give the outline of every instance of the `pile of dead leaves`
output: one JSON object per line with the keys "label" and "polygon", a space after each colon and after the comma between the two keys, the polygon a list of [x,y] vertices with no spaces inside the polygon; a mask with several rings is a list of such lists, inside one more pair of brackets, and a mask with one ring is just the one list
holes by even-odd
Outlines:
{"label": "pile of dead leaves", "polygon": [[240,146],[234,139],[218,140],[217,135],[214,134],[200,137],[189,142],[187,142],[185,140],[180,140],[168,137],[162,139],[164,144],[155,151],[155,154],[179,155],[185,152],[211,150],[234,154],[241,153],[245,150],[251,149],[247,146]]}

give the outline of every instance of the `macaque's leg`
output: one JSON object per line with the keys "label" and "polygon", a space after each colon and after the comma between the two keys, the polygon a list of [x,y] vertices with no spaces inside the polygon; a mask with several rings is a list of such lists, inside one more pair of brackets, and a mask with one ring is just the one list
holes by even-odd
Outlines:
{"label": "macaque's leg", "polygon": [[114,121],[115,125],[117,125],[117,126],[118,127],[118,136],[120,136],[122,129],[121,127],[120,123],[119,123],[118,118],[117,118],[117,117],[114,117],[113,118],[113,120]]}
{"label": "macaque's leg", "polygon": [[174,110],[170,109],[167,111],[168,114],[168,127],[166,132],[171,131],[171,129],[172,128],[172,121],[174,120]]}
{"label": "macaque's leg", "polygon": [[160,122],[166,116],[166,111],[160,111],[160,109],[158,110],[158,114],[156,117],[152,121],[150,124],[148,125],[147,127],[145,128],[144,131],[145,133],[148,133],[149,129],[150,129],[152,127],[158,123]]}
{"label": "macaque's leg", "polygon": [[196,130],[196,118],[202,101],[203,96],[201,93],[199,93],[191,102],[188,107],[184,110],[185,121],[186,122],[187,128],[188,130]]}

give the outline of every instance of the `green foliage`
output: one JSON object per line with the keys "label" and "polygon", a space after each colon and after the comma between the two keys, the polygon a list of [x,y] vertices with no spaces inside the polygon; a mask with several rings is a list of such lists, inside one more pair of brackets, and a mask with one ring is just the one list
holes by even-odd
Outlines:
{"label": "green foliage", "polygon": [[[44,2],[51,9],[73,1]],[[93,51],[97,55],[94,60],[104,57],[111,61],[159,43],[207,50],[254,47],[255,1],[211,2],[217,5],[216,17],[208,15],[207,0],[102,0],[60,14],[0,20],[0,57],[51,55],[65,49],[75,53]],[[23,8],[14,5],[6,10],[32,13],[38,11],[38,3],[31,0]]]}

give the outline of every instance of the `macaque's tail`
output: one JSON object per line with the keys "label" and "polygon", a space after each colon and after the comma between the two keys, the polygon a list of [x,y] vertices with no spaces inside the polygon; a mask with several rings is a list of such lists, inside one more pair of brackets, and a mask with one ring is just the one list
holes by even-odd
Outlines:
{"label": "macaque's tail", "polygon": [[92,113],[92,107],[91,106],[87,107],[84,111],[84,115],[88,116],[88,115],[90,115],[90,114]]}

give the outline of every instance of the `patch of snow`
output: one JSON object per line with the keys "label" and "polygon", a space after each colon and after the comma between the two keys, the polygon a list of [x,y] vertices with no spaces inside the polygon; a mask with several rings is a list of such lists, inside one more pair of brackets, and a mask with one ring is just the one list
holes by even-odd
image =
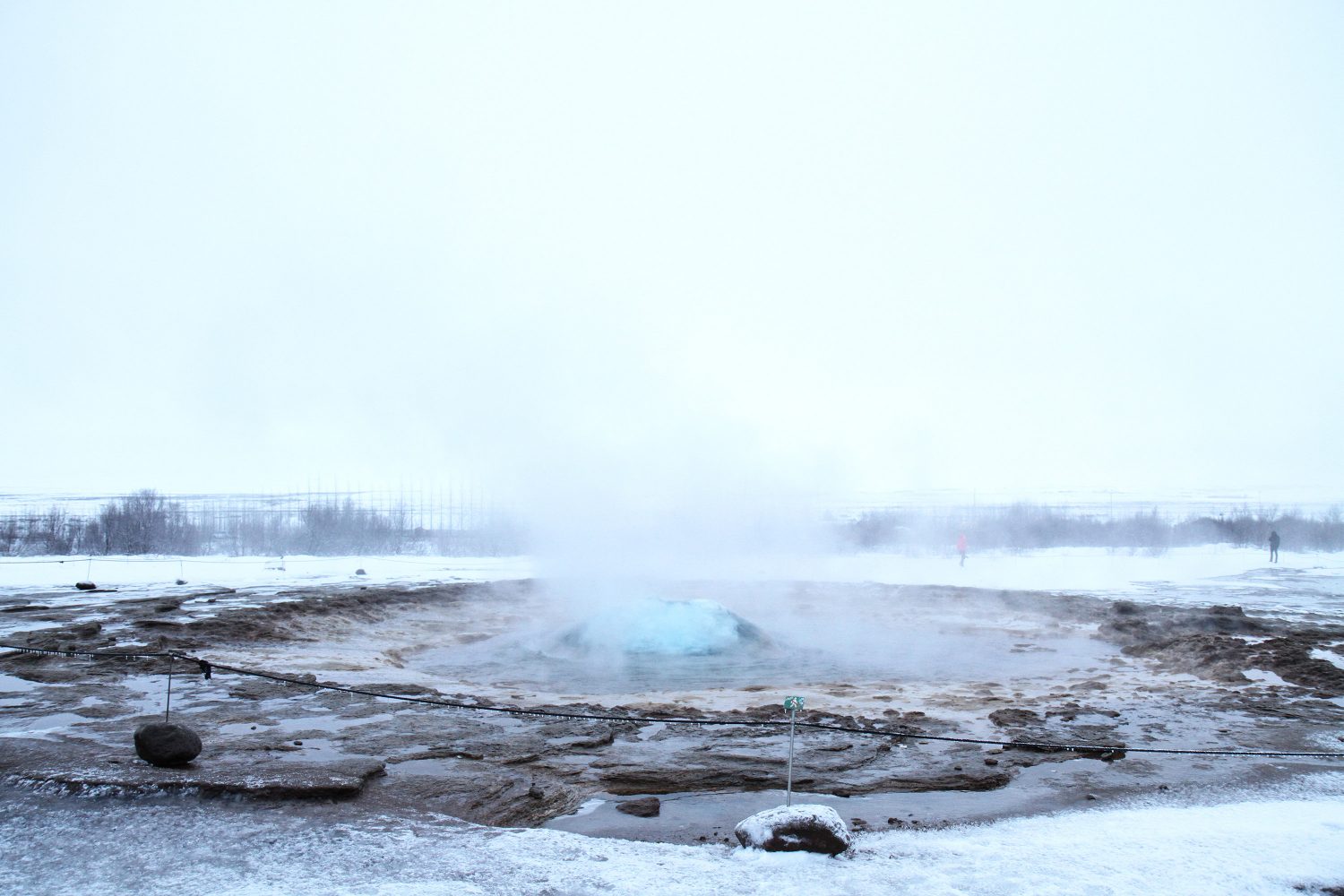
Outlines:
{"label": "patch of snow", "polygon": [[1324,660],[1332,665],[1344,669],[1344,656],[1335,653],[1333,650],[1312,650],[1313,660]]}
{"label": "patch of snow", "polygon": [[743,846],[755,849],[765,849],[771,840],[780,840],[785,844],[802,842],[802,838],[797,834],[781,833],[782,829],[821,829],[829,832],[836,841],[847,846],[853,844],[853,838],[849,837],[849,829],[840,819],[840,814],[831,806],[820,803],[775,806],[774,809],[758,811],[738,822],[732,833],[737,834],[738,841]]}

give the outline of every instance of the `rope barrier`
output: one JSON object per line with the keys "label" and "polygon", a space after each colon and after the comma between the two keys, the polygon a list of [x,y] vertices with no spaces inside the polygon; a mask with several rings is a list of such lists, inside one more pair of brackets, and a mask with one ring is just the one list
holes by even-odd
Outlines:
{"label": "rope barrier", "polygon": [[[691,716],[637,716],[637,715],[616,715],[616,713],[602,713],[602,712],[564,712],[558,709],[524,709],[519,707],[493,707],[480,703],[464,703],[461,700],[442,700],[435,697],[411,697],[409,695],[395,695],[395,693],[382,693],[378,690],[367,690],[363,688],[348,688],[344,685],[321,684],[316,681],[304,681],[301,678],[290,678],[288,676],[277,676],[269,672],[259,672],[257,669],[242,669],[238,666],[230,666],[226,664],[211,662],[202,657],[194,657],[180,652],[145,652],[145,653],[105,653],[105,652],[85,652],[85,650],[43,650],[38,647],[24,647],[19,645],[0,643],[0,650],[15,650],[19,653],[31,653],[42,656],[54,657],[79,657],[90,660],[124,660],[124,658],[137,658],[137,660],[183,660],[187,662],[194,662],[200,669],[202,674],[208,680],[212,672],[231,672],[239,676],[250,676],[254,678],[263,678],[267,681],[276,681],[285,685],[296,685],[300,688],[313,688],[314,690],[333,690],[337,693],[359,695],[364,697],[376,697],[379,700],[399,700],[402,703],[413,703],[427,707],[439,707],[449,709],[465,709],[469,712],[496,712],[509,716],[527,716],[527,717],[542,717],[542,719],[566,719],[566,720],[591,720],[591,721],[617,721],[617,723],[636,723],[636,724],[655,724],[663,723],[669,725],[711,725],[711,727],[742,727],[742,728],[788,728],[788,720],[761,720],[761,719],[696,719]],[[1003,748],[1017,748],[1017,750],[1043,750],[1043,751],[1059,751],[1059,752],[1078,752],[1078,754],[1095,754],[1101,759],[1106,758],[1120,758],[1124,754],[1157,754],[1168,756],[1235,756],[1235,758],[1266,758],[1266,759],[1337,759],[1344,760],[1344,752],[1293,752],[1281,750],[1184,750],[1176,747],[1129,747],[1125,744],[1086,744],[1086,743],[1055,743],[1055,742],[1036,742],[1036,740],[993,740],[985,737],[956,737],[952,735],[930,735],[913,728],[902,729],[880,729],[880,728],[856,728],[852,725],[839,725],[824,721],[798,721],[796,723],[798,728],[810,728],[813,731],[833,731],[841,733],[862,735],[868,737],[899,737],[899,739],[915,739],[915,740],[937,740],[941,743],[961,743],[961,744],[977,744],[985,747],[1003,747]]]}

◇ ◇ ◇ ◇

■ **SET TASK**:
Reproduce all entries exactly. Pictures do not belong in the copy.

■ **OUTPUT FOR THIS EXERCISE**:
give the outline of every instance of the `pile of dead leaves`
output: one JSON object per line with the keys "label" and "polygon", a space after each colon and after the comma between the two keys, the polygon a list of [x,y] vertices with no spaces inside the polygon; a mask with several rings is a list of such lists, inside one more pair of brackets, and a mask with one ring is just the one list
holes by even-odd
Outlines:
{"label": "pile of dead leaves", "polygon": [[240,146],[234,139],[218,140],[217,135],[214,134],[200,137],[189,142],[187,142],[185,140],[180,140],[168,137],[162,139],[164,144],[155,151],[155,154],[179,155],[185,152],[211,150],[234,154],[241,153],[245,150],[251,149],[247,146]]}

give the outline of every instance of the `macaque's leg`
output: one JSON object per line with the keys "label" and "polygon", a space after each colon and after the comma between the two keys, the polygon a list of [x,y] vertices with no spaces inside the polygon; a mask with several rings is a list of such lists, inside one more pair of brackets, and a mask with one ring is just the one list
holes by even-odd
Outlines:
{"label": "macaque's leg", "polygon": [[114,121],[115,125],[117,125],[117,126],[118,127],[118,136],[120,136],[122,129],[121,127],[120,123],[119,123],[118,118],[117,118],[117,117],[114,117],[113,118],[113,120]]}
{"label": "macaque's leg", "polygon": [[174,110],[170,109],[167,111],[168,114],[168,127],[166,132],[171,131],[171,129],[172,128],[172,121],[174,120]]}
{"label": "macaque's leg", "polygon": [[160,122],[166,116],[166,111],[160,111],[160,109],[158,110],[158,114],[156,117],[152,121],[150,124],[148,125],[147,127],[145,128],[144,131],[145,133],[148,133],[149,129],[150,129],[152,127],[158,123]]}
{"label": "macaque's leg", "polygon": [[196,130],[196,118],[202,101],[203,96],[201,93],[199,93],[191,102],[188,107],[184,110],[185,121],[186,122],[187,128],[188,130]]}

give the outline of every instance of the `green foliage`
output: one JSON object per line with the keys "label" and "polygon", a space after each colon and after the comma between the two keys, the polygon a list of [x,y] vertices with no spaces inside the polygon; a mask with several rings is a list of such lists, inside one more pair of brackets, and a mask with one ring is just the one list
holes by even-odd
Outlines:
{"label": "green foliage", "polygon": [[[44,2],[51,9],[73,1]],[[93,51],[97,55],[94,60],[104,57],[111,61],[159,43],[207,50],[254,47],[255,1],[211,2],[217,5],[216,17],[208,15],[207,0],[102,0],[60,14],[0,20],[0,57],[51,55],[65,49],[75,53]],[[23,8],[14,5],[6,10],[32,13],[38,11],[38,3],[31,0]]]}

give the outline of every instance of the `macaque's tail`
output: one JSON object per line with the keys "label" and "polygon", a space after each colon and after the comma between the two keys, the polygon a list of [x,y] vertices with no spaces inside the polygon; a mask with several rings is a list of such lists, inside one more pair of brackets, and a mask with one ring is just the one list
holes by even-odd
Outlines:
{"label": "macaque's tail", "polygon": [[92,113],[92,107],[91,106],[87,107],[84,111],[84,115],[88,116],[88,115],[90,115],[90,114]]}

give the outline of every instance of the `patch of snow`
output: one JSON object per line with the keys "label" and "polygon", a space after each colon and after the comma between the two keys, the polygon a list of [x,y] vertices with no spaces inside the polygon; a mask with several rings is a list of such lists, inside one more pair of brackets, and a mask with one ring is just the one list
holes by even-odd
image =
Outlines:
{"label": "patch of snow", "polygon": [[1324,660],[1332,665],[1344,669],[1344,656],[1335,653],[1333,650],[1312,650],[1313,660]]}
{"label": "patch of snow", "polygon": [[743,846],[755,849],[765,849],[771,840],[780,840],[785,844],[802,842],[802,838],[797,834],[781,833],[782,829],[821,829],[829,832],[836,841],[847,846],[853,844],[853,838],[849,837],[849,829],[840,819],[840,814],[831,806],[820,803],[775,806],[774,809],[758,811],[738,822],[732,833],[737,834],[738,841]]}

give the outline of every instance of the `rope barrier`
output: one JSON object per line with the keys "label" and "polygon", a space after each colon and after the comma between the two keys, the polygon a list of [x,y] vertices with no spaces inside the polygon; a mask with several rings is a list of such lists, inside one more pair of brackets, and a mask with one ring is just the one list
holes by even-odd
Outlines:
{"label": "rope barrier", "polygon": [[[691,716],[637,716],[637,715],[616,715],[616,713],[602,713],[602,712],[564,712],[558,709],[524,709],[519,707],[493,707],[480,703],[464,703],[461,700],[442,700],[435,697],[411,697],[409,695],[395,695],[395,693],[382,693],[378,690],[367,690],[363,688],[348,688],[344,685],[321,684],[316,681],[304,681],[301,678],[290,678],[288,676],[277,676],[269,672],[259,672],[257,669],[242,669],[238,666],[230,666],[226,664],[211,662],[202,657],[194,657],[180,652],[145,652],[145,653],[105,653],[105,652],[85,652],[85,650],[43,650],[38,647],[24,647],[19,645],[0,643],[0,650],[15,650],[19,653],[31,653],[42,656],[54,657],[79,657],[90,660],[124,660],[124,658],[137,658],[137,660],[183,660],[187,662],[194,662],[200,669],[202,674],[208,680],[212,672],[231,672],[239,676],[250,676],[254,678],[263,678],[267,681],[276,681],[285,685],[296,685],[300,688],[313,688],[314,690],[333,690],[337,693],[359,695],[364,697],[376,697],[379,700],[399,700],[402,703],[413,703],[427,707],[439,707],[449,709],[465,709],[469,712],[496,712],[509,716],[527,716],[527,717],[542,717],[542,719],[566,719],[566,720],[591,720],[591,721],[617,721],[617,723],[636,723],[636,724],[655,724],[663,723],[669,725],[711,725],[711,727],[742,727],[742,728],[788,728],[788,720],[761,720],[761,719],[696,719]],[[1003,748],[1017,748],[1017,750],[1043,750],[1043,751],[1059,751],[1059,752],[1078,752],[1078,754],[1095,754],[1101,759],[1106,758],[1120,758],[1124,754],[1157,754],[1168,756],[1235,756],[1235,758],[1266,758],[1266,759],[1337,759],[1344,760],[1344,752],[1293,752],[1281,750],[1184,750],[1176,747],[1129,747],[1125,744],[1086,744],[1086,743],[1055,743],[1055,742],[1036,742],[1036,740],[993,740],[985,737],[956,737],[952,735],[930,735],[913,728],[902,729],[880,729],[880,728],[856,728],[852,725],[839,725],[824,721],[798,721],[796,723],[798,728],[810,728],[813,731],[833,731],[841,733],[862,735],[868,737],[899,737],[899,739],[915,739],[915,740],[937,740],[941,743],[961,743],[961,744],[977,744],[985,747],[1003,747]]]}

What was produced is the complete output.